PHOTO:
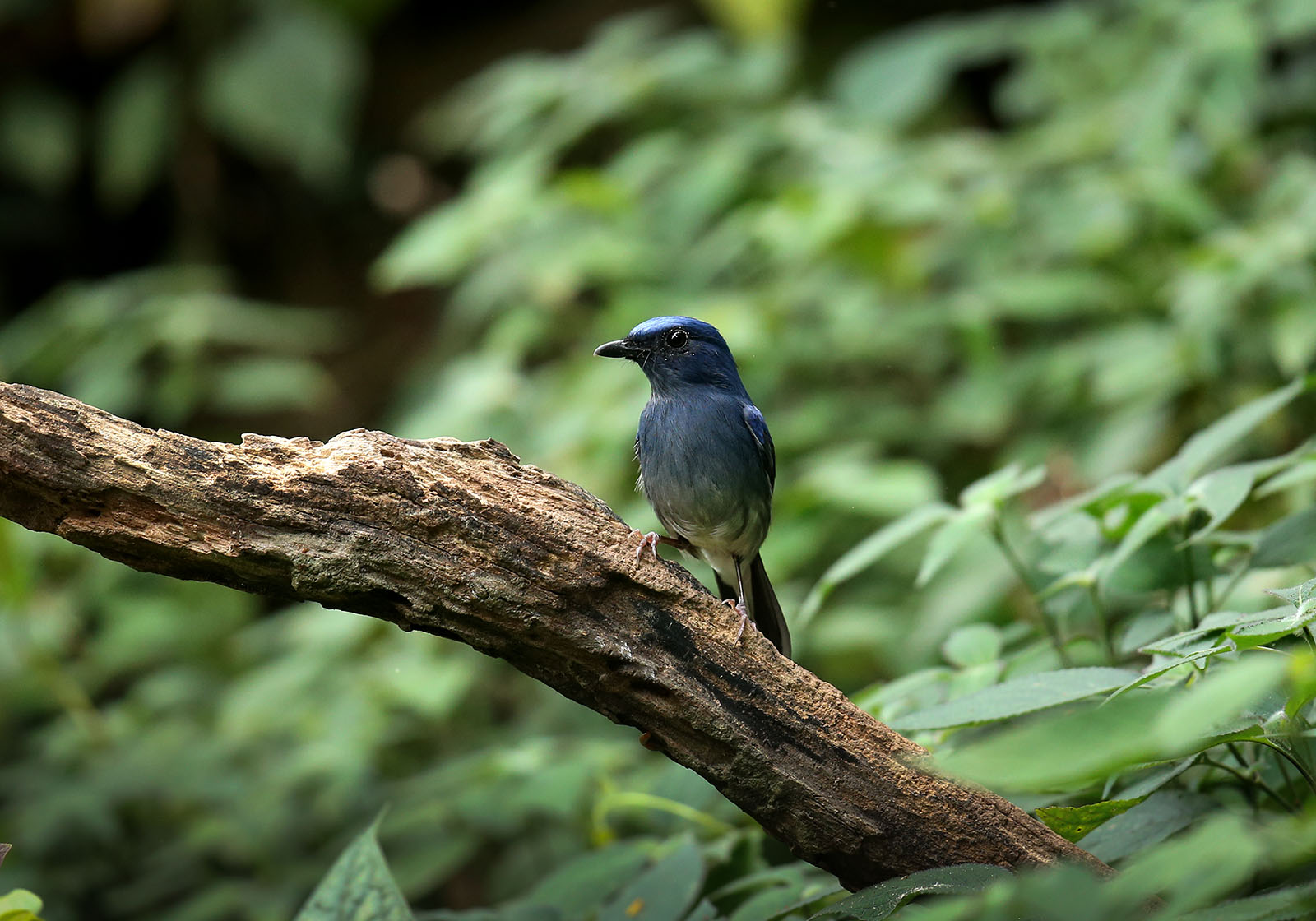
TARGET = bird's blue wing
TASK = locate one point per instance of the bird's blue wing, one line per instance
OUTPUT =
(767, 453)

* * *

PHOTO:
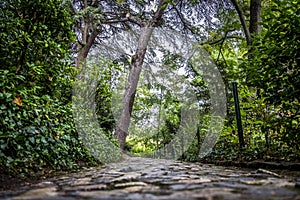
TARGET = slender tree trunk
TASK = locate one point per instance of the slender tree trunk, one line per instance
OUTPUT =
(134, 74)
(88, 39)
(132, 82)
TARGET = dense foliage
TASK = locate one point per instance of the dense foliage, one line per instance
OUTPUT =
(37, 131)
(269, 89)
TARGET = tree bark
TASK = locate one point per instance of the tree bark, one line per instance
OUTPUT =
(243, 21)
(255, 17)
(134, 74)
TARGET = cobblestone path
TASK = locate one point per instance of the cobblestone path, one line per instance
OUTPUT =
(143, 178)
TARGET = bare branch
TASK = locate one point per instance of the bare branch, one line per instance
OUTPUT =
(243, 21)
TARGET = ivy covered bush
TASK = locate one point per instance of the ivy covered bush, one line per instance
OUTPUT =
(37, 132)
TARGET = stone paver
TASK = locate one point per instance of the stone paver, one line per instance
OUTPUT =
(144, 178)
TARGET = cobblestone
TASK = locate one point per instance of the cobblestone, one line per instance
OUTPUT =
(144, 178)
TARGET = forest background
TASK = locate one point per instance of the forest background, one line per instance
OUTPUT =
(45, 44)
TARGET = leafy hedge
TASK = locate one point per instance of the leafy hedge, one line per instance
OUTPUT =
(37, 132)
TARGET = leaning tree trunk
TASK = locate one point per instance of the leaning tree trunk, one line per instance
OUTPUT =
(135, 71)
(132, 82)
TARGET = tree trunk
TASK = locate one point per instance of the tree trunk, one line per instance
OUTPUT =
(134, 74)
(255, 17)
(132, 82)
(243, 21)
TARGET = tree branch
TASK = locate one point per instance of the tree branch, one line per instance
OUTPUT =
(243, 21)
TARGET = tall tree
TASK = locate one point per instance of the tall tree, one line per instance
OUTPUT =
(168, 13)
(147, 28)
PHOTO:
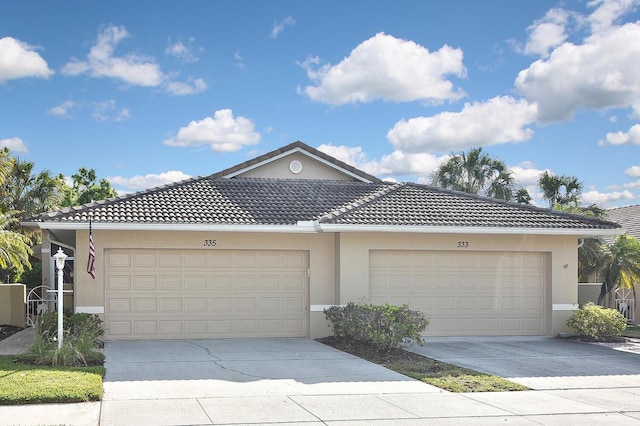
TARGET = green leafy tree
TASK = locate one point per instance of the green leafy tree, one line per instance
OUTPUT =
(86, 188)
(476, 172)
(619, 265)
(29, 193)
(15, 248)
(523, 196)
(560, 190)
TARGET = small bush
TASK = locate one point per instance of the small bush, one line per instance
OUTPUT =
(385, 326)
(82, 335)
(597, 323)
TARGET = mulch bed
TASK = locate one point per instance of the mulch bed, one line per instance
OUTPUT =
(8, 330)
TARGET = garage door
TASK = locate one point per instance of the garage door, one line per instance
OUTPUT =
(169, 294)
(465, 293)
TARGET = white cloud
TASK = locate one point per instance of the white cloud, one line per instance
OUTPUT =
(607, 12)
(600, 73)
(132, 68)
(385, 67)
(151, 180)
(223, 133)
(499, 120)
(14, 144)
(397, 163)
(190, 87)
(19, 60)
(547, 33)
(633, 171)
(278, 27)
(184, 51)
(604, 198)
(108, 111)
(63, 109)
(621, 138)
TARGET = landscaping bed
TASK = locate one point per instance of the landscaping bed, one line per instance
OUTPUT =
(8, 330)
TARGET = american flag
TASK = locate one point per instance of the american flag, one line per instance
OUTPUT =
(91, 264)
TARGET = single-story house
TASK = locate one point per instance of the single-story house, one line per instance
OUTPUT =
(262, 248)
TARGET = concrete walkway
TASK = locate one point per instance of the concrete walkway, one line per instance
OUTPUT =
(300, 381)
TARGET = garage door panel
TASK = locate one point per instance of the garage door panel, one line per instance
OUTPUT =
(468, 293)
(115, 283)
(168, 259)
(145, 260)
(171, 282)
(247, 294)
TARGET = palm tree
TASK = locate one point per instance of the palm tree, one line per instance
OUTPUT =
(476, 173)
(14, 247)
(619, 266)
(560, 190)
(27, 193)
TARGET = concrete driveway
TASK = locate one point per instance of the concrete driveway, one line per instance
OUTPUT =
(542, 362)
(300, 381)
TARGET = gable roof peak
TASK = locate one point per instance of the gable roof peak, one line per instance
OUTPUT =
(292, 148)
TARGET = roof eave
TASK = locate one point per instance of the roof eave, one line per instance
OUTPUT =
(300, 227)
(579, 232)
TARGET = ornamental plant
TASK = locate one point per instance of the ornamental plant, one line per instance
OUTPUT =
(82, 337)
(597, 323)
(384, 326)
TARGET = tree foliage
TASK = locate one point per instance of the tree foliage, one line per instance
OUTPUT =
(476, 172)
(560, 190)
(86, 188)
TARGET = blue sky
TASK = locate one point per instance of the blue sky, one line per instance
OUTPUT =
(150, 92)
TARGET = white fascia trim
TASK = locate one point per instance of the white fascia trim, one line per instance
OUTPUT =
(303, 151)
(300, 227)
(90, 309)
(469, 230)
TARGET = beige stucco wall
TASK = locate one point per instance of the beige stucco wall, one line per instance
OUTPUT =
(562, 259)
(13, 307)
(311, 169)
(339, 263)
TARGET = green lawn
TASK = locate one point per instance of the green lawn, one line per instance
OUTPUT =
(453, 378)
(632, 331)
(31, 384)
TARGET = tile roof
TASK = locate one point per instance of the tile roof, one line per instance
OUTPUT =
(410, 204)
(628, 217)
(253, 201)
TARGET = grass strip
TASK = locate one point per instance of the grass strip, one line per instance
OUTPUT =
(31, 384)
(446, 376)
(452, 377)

*PROMPT:*
Extract every line of the entries above that contains the word "tall", with case taken into account.

*FULL RESPONSE:*
TARGET = tall tree
TASK = locate one point per instance of the tall tree, one line per instance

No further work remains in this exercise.